• **Descrizione del problema**
Secondo l'estratto sui rischi della Tac, quanti tumori futuri prevede la proiezione per gli esami eseguiti negli Stati Uniti nel 2023?

• **Estratto del testo**
┌──

È questo l’allarme lanciato da un gruppo di ricercatori della University of California San Francisco (UCSF) in uno studio pubblicato su JAMA Internal Medicine.
Una proiezione preoccupante, che avvicina il rischio oncologico legato alla tomografia computerizzata a fattori consolidati come il consumo di alcol (5,4%) e l’eccesso di peso (7,6%).
Quanti tumori futuri potrebbero derivare dall’esposizione alle radiazioni da esami annuali di tomografia computerizzata negli Stati Uniti?
La stima è superiore da 3 a 4 volte rispetto a quanto ipotizzato finora. E assume una rilevanza ancor più significativa in considerazione della sempre maggior diffusione di questo tipo di esame, che in molti casi può salvare la vita, ma potrebbe avere costi sanitari elevati a lungo termine.
Il boom della Tac (e dei rischi correlati)
Nello studio, intitolato Rischi proiettati di cancro per tutta la vita dall’attuale tomografia computerizzata, il gruppo di lavoro facente capo a Rebecca Smith-Bindman, prima firmataria, ha sviluppato, partendo da un campione multicentrico di esami assemblati prospetticamente tra gennaio 2018 e dicembre 2020, un modello di rischio da applicare alle Tac effettuate negli Stati Uniti nel 2023.
In quell’anno, a sottoporsi all’esame nel Paese nordamericano sono stati 61 milioni e 510 mila pazienti, per un totale 93 milioni di Tac totali (per l’Italia non esistono statistiche di questo tipo: un’analisi del 2023, su dati del 2021, dell’Osservatorio Parco Installato di Confindustria Dispositivi Medici si limita a quantificare in 2.178 i tomografi allora presenti sul nostro territorio).
Tornando agli Usa, a conclusione dell’analisi dei dati condotta tra ottobre 2023 e ottobre 2024 si è quindi arrivati a una proiezione di circa 103 mila tumori che saranno indotti in futuro dalle radiazioni assorbite attraverso gli esami effettuati nell’anno preso in considerazione.
Rischio più alto per i bambini e per i polmoni
I ricercatori hanno quindi approfondito il risultato, con stime specifiche legate all’età e al sesso dei pazienti, oltre che al tipo di tomografia e agli organi che possono essere colpiti dal tumore. È così emerso in primo luogo un rischio di cancro mediamente più elevato tra i bambini e gli adolescenti (in primis i tumori alla tiroide), che però rappresentavano solo il 4,2% del totale delle persone sottoposte a Tac. Per il maggior utilizzo dell’esame nei maggiorenni, la gran parte dei casi (93 mila su 103 mila) hanno però riguardato gli adulti, a partire dalla fascia tra 50 e 59 anni. I tumori più comuni sono risultati in generale il cancro ai polmoni (22.400 casi), quello al colon (8.700 casi), la leucemia (7.900 casi) e il cancro alla vescica (7.100).

└──

[Voci del dataset]
┌──

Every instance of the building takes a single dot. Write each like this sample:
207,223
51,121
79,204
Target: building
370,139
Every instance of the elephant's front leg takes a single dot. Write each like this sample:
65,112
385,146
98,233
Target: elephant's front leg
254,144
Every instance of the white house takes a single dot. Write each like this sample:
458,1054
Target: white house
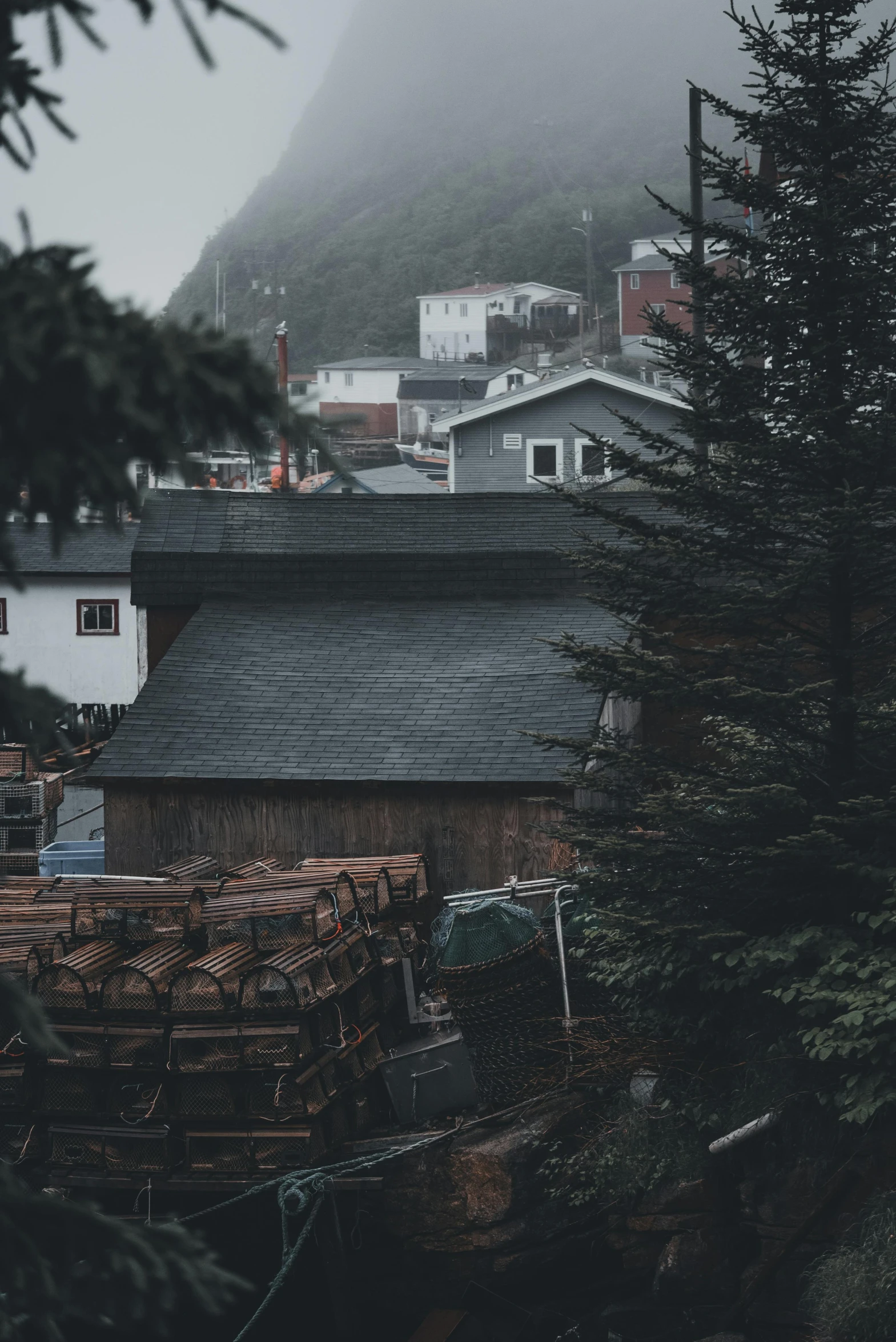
367,387
73,628
490,322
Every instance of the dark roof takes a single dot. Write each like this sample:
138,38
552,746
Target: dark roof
91,548
347,691
381,362
651,262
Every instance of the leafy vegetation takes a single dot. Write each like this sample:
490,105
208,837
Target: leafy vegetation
742,864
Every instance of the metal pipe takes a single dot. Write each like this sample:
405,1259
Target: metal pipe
561,952
741,1135
283,387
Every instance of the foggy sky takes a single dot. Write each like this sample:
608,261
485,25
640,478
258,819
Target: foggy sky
166,151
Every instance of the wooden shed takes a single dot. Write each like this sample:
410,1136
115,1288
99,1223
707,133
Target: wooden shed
352,677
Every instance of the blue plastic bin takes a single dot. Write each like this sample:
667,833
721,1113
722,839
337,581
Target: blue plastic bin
77,858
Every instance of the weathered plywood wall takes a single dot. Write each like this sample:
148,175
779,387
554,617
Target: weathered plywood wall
474,835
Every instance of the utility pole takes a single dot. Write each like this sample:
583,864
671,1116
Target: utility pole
588,217
698,255
283,387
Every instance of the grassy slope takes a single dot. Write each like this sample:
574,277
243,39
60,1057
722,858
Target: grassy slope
396,183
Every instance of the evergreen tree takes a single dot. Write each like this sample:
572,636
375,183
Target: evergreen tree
86,387
744,852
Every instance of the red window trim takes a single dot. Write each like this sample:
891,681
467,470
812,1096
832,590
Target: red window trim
97,600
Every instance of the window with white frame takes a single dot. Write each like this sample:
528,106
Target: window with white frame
592,460
97,616
545,459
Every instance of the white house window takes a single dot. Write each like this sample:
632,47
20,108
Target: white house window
545,459
95,616
590,459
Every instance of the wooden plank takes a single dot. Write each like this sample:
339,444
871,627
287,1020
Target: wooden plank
495,831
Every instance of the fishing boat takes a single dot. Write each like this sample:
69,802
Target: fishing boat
428,458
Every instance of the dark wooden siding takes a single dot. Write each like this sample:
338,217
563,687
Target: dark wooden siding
472,835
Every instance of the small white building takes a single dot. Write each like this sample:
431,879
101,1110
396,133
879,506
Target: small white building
491,322
71,627
367,387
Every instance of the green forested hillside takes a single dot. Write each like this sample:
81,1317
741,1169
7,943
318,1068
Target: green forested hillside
448,140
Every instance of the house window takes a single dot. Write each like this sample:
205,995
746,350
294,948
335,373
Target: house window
590,459
97,616
545,459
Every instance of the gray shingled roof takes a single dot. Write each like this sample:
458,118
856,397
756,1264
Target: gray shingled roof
388,479
198,545
360,693
91,548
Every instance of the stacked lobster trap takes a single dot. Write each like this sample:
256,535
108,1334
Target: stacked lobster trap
211,1024
30,800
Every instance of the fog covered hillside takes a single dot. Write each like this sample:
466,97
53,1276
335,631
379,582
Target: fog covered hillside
458,137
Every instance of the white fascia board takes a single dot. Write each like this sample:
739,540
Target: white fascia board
549,387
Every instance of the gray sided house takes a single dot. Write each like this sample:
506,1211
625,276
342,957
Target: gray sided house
351,675
539,435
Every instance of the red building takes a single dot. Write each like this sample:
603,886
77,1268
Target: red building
651,281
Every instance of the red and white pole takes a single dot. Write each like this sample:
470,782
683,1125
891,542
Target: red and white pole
283,387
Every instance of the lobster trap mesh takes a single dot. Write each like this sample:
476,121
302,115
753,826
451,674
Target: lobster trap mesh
11,1087
137,1048
277,1050
128,990
222,1152
275,1095
137,1098
70,1093
131,1153
81,1050
289,1149
206,1054
83,1149
206,1097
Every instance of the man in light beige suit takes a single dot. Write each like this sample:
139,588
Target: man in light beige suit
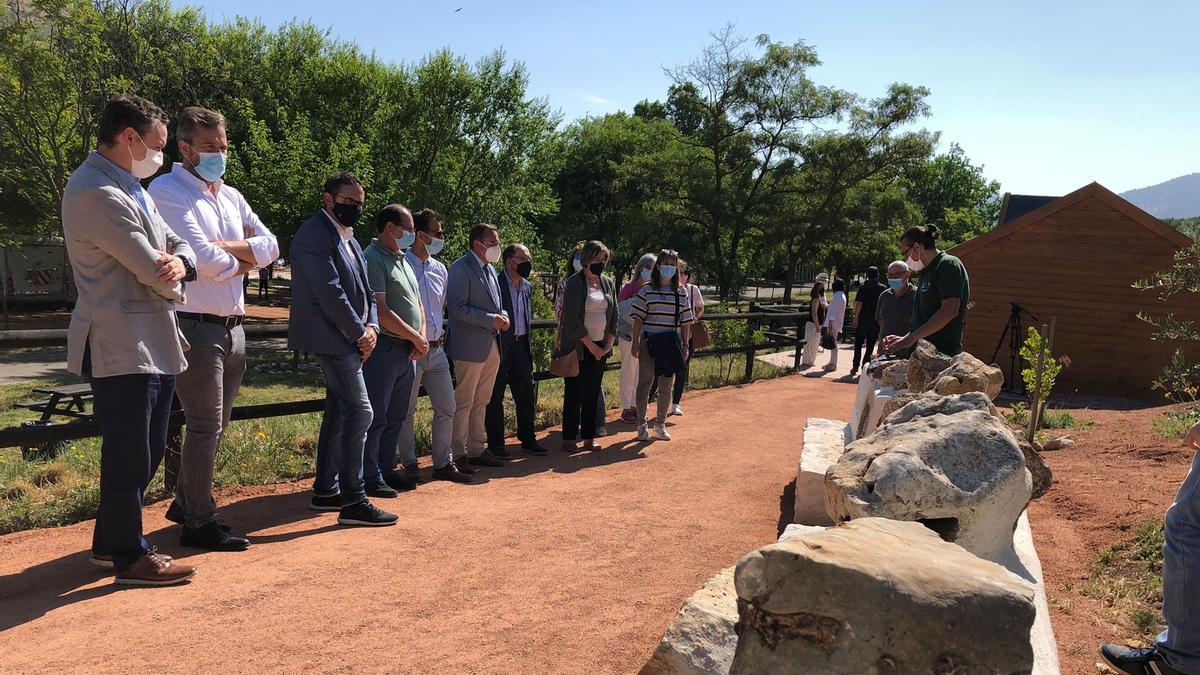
129,268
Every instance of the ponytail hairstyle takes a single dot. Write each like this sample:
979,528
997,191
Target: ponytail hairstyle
657,278
924,236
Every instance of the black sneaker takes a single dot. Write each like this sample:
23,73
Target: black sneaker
381,490
213,538
1137,662
175,514
400,482
327,502
365,514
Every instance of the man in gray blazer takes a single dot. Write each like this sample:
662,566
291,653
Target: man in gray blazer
477,320
334,317
129,268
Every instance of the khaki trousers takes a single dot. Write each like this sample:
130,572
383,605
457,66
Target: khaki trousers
471,396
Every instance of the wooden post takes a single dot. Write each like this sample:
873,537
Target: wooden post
799,342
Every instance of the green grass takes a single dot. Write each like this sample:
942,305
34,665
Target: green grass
64,490
1128,579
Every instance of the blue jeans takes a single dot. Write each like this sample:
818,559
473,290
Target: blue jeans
133,412
432,372
343,430
389,378
1180,643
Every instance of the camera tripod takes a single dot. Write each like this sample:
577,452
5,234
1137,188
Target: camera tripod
1013,332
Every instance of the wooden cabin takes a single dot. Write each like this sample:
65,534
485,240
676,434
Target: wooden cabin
1075,258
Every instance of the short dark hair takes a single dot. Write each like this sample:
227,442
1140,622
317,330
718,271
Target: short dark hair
510,250
335,184
424,219
924,236
193,118
391,213
126,111
481,230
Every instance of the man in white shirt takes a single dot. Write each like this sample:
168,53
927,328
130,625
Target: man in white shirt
229,240
432,369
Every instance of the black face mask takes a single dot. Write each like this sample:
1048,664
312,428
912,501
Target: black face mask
348,214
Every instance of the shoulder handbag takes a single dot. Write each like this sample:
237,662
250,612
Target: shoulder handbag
565,364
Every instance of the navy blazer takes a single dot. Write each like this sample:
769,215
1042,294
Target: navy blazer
329,290
509,338
469,335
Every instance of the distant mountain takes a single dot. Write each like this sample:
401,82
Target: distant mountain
1179,197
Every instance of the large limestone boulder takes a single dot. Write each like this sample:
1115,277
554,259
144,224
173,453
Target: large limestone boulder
880,596
961,475
969,374
701,639
929,404
924,365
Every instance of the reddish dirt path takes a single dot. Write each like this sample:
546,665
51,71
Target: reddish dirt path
558,565
1117,476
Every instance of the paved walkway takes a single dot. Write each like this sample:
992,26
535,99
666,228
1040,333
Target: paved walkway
568,563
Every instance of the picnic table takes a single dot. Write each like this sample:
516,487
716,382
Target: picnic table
66,401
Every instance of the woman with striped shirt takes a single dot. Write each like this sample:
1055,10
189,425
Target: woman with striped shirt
663,318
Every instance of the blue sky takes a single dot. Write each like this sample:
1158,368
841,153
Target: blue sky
1047,95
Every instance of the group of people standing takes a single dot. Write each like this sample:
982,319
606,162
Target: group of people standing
384,323
895,315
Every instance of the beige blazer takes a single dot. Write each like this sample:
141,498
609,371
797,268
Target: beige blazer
125,312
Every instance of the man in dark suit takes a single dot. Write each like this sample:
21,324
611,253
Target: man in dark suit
334,317
516,357
477,320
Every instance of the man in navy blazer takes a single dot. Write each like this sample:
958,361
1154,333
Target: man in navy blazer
477,320
516,356
334,317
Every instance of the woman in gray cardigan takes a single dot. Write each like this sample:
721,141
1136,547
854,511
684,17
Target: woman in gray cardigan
589,327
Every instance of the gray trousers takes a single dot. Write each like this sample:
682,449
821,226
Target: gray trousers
433,371
645,380
208,388
1180,643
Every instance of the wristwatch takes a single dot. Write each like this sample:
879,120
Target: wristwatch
189,268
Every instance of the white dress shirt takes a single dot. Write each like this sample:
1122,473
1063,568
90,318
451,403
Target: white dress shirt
201,216
431,276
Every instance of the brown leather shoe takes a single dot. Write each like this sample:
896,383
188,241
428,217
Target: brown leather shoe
154,569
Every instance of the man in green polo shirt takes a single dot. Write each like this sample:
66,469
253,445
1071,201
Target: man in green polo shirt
389,370
940,303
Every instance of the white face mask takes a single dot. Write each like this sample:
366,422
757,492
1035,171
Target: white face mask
149,165
492,254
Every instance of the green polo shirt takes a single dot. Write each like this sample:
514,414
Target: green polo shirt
389,273
943,279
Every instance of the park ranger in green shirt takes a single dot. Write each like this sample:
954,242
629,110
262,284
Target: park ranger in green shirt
941,300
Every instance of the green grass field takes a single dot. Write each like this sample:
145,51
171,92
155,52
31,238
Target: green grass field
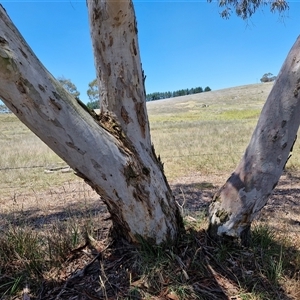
47,218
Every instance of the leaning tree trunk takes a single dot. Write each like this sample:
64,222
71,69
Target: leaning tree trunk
247,190
114,153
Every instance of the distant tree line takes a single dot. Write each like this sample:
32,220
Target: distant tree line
268,77
93,93
183,92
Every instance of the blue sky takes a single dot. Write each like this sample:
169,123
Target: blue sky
183,44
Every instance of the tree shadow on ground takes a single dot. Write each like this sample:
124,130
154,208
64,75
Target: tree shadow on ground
195,268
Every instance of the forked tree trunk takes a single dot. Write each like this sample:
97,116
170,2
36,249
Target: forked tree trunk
247,190
114,154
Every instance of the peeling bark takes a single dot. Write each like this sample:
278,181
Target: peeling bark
247,190
114,154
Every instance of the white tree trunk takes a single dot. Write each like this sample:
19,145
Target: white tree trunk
246,192
114,155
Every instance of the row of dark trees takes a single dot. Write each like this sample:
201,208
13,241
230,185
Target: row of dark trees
93,92
183,92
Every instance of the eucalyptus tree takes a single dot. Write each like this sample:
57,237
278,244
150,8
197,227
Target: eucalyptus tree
113,152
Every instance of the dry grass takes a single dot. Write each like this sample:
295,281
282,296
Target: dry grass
53,227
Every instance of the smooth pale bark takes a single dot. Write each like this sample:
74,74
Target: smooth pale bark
107,154
118,65
246,192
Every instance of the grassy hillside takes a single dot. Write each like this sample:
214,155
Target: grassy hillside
204,133
54,229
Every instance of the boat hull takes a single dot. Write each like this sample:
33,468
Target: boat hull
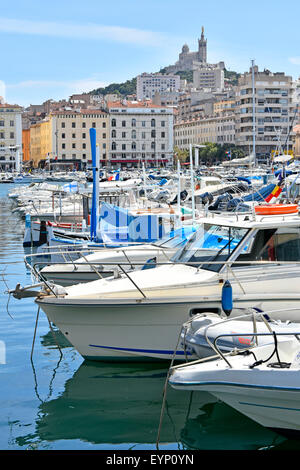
135,329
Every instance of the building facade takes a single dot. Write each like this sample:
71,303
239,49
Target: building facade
41,141
209,77
140,132
26,145
273,112
215,129
71,138
186,58
10,136
149,84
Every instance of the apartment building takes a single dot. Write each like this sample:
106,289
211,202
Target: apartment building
149,84
208,76
41,141
71,138
10,136
273,111
215,129
140,132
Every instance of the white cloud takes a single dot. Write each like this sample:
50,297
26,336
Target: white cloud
82,31
294,60
37,91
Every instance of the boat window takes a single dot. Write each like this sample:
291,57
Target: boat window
282,244
174,242
211,243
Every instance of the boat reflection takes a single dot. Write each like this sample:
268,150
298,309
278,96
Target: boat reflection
121,404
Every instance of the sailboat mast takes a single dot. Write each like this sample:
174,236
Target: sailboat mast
253,113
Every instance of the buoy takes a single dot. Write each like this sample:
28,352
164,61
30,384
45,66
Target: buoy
227,302
276,209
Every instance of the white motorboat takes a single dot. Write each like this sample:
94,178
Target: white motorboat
93,266
140,314
262,382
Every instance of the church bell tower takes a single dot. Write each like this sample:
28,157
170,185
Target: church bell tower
202,48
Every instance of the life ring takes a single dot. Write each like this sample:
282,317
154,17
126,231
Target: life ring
276,209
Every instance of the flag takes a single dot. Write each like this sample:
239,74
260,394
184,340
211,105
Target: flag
274,194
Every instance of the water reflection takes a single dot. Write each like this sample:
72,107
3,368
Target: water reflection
121,405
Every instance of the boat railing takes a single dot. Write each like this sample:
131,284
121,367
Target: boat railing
33,267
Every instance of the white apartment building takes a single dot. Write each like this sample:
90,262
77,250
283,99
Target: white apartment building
140,132
10,136
215,129
273,112
149,84
209,77
71,138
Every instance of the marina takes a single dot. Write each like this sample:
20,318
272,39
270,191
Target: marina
149,231
105,405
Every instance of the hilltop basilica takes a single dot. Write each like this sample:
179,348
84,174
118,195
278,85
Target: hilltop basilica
191,60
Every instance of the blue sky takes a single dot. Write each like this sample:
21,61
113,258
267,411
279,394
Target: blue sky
54,49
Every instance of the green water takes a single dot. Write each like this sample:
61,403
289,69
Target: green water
65,403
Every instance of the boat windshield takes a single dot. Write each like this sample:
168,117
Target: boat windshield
211,243
178,239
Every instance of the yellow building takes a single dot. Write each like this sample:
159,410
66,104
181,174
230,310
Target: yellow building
40,141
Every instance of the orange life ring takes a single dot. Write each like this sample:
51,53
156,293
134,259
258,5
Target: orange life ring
276,209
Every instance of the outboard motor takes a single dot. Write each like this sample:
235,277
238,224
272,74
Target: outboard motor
227,302
43,233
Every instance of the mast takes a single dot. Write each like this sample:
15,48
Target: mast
253,113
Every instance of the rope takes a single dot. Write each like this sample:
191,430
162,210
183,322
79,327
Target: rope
165,391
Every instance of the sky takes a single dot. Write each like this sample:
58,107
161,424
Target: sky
51,50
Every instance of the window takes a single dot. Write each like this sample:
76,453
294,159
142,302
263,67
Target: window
211,243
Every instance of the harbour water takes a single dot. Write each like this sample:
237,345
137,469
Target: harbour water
60,403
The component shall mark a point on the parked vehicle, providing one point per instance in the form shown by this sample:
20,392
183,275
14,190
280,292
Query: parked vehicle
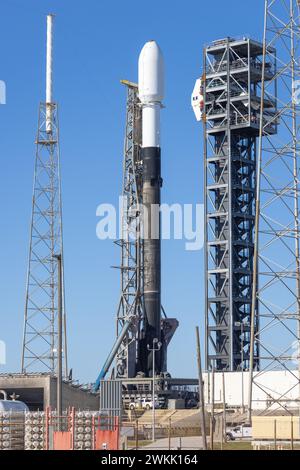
239,432
144,404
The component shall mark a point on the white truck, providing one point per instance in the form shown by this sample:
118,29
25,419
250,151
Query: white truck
143,404
239,432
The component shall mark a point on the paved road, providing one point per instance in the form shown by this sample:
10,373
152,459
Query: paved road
177,443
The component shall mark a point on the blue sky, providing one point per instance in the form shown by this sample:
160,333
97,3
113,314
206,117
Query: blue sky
97,43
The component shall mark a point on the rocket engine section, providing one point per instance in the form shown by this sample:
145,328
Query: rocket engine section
151,94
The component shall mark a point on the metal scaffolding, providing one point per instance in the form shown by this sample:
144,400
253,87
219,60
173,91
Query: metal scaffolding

└──

• **Risultato ottenuto**
Circa 103 mila tumori.